Vorliegender Text:
Doch für all diese schönheit hatte ich keinen blick.
Ich hatte nur einen gedanken:
Tauchen im roten meer!
"Das woll´n hier
alle!" waren die worte des tauchbasisleiters.
Langsam kehrten meine gedanken wieder in die realität zurück.
Es war ende april 1992. Vor einer knappen stunde hatte ich das
angenehm klimatisierte flugzeug auf dem flughafen von hurghada
verlassen und betrat zum ersten mal in meinem Leben ägyptischen
wüstenboden. Endlich war ich im giftun village, eine der
vielen ferienanlagen vom tauchparadies hurghada, angelangt!
Mein trancezustand zerplatzte
wie eine seifenblase. Ein freundliches bayrisches gesicht lächelte
mich an. Erst jetzt bemerkte ich auch die vielen tauchgäste
auf der großen sonnengeschützten terrasse der tauchbasis.

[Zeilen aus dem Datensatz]
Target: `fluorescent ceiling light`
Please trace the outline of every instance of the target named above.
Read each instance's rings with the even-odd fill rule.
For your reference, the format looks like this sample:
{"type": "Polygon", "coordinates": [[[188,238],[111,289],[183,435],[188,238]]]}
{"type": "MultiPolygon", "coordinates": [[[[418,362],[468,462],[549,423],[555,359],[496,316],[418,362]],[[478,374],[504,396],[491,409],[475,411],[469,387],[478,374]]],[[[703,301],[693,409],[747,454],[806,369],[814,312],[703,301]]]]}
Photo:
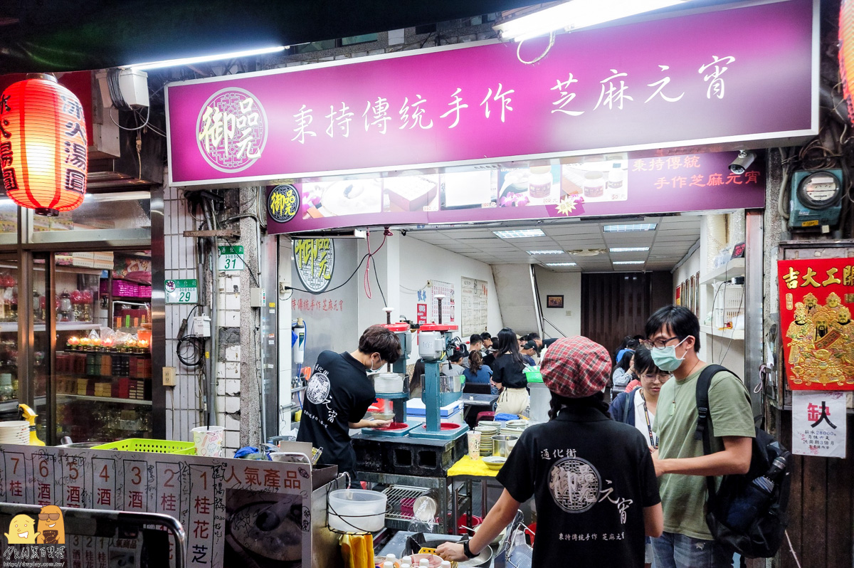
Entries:
{"type": "Polygon", "coordinates": [[[565,28],[596,26],[644,12],[685,3],[687,0],[572,0],[495,26],[502,39],[518,42],[565,28]]]}
{"type": "Polygon", "coordinates": [[[635,225],[605,225],[605,232],[634,232],[635,231],[655,231],[656,223],[635,223],[635,225]]]}
{"type": "Polygon", "coordinates": [[[649,247],[614,247],[608,250],[612,253],[645,253],[649,250],[649,247]]]}
{"type": "Polygon", "coordinates": [[[245,51],[232,51],[231,53],[220,53],[215,56],[199,56],[196,57],[183,57],[180,59],[167,59],[161,61],[149,61],[148,63],[133,63],[128,67],[132,69],[159,69],[161,67],[175,67],[177,65],[192,65],[193,63],[204,63],[205,61],[215,61],[222,59],[237,59],[238,57],[250,57],[252,56],[262,56],[267,53],[278,53],[284,51],[287,48],[284,45],[276,47],[264,47],[257,50],[247,50],[245,51]]]}
{"type": "Polygon", "coordinates": [[[522,238],[524,237],[545,237],[540,229],[516,229],[513,231],[493,231],[499,238],[522,238]]]}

Aufgabe:
Schreib aus dem Text über das Tauchen am Roten Meer die Stelle von „Ich hatte nur“ bis „terrasse der tauchbasis.“ Wort für Wort ab.

Antwort:
Ich hatte nur einen gedanken:
Tauchen im roten meer!
"Das woll´n hier
alle!" waren die worte des tauchbasisleiters.
Langsam kehrten meine gedanken wieder in die realität zurück.
Es war ende april 1992. Vor einer knappen stunde hatte ich das
angenehm klimatisierte flugzeug auf dem flughafen von hurghada
verlassen und betrat zum ersten mal in meinem Leben ägyptischen
wüstenboden. Endlich war ich im giftun village, eine der
vielen ferienanlagen vom tauchparadies hurghada, angelangt!
Mein trancezustand zerplatzte
wie eine seifenblase. Ein freundliches bayrisches gesicht lächelte
mich an. Erst jetzt bemerkte ich auch die vielen tauchgäste
auf der großen sonnengeschützten terrasse der tauchbasis.